What is needed:
Write out the data below exactly as given, without any of its pictures.

[Records contained in a dataset]
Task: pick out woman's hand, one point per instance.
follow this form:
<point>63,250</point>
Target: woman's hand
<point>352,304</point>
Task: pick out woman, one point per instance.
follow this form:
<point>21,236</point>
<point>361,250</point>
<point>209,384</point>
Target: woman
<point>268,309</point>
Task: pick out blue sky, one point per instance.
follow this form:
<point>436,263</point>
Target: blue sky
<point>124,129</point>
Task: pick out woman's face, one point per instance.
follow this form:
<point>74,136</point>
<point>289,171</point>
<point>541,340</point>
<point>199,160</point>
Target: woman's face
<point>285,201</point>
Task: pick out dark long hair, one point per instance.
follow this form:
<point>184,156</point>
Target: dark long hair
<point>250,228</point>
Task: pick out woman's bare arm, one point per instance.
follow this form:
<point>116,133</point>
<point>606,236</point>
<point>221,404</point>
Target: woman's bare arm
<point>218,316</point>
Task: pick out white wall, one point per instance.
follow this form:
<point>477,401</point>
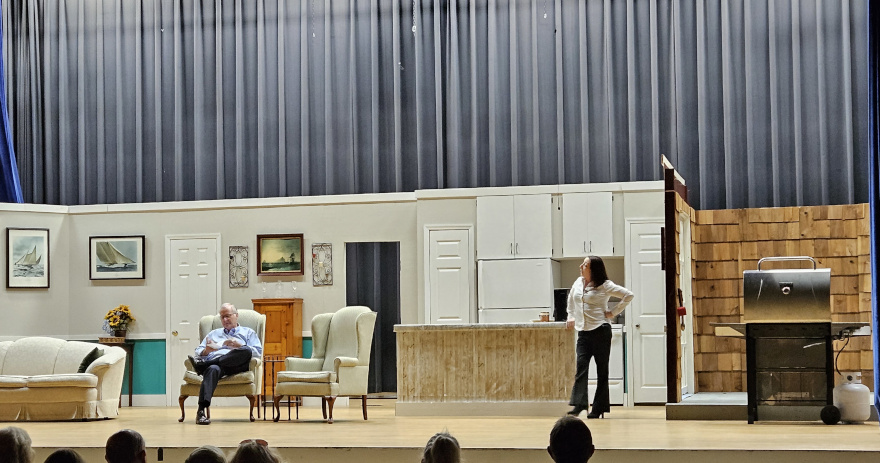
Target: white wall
<point>28,312</point>
<point>75,305</point>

Result of this exercise:
Task: pick out woman's hand, one point per instance.
follow this form:
<point>63,250</point>
Target: woman's hand
<point>352,304</point>
Task: pick out woman, one point per instance.
follow this form:
<point>21,236</point>
<point>361,250</point>
<point>209,384</point>
Target: woman
<point>268,309</point>
Task: pick out blue sky, one point per instance.
follow this form:
<point>436,263</point>
Target: blue sky
<point>124,129</point>
Task: pick out woman's face, one point per instance.
follow this form:
<point>74,136</point>
<point>289,171</point>
<point>541,340</point>
<point>199,160</point>
Target: woman's face
<point>285,201</point>
Task: pick out dark long hair, one point per instance.
follow this form:
<point>184,156</point>
Target: dark long hair
<point>250,228</point>
Task: pick out woman's bare arm, one point per instance.
follow this form:
<point>116,133</point>
<point>606,236</point>
<point>221,404</point>
Target: woman's bare arm
<point>218,316</point>
Task: pick out white wall, one point per instance.
follow this form:
<point>477,401</point>
Target: white wall
<point>28,312</point>
<point>75,305</point>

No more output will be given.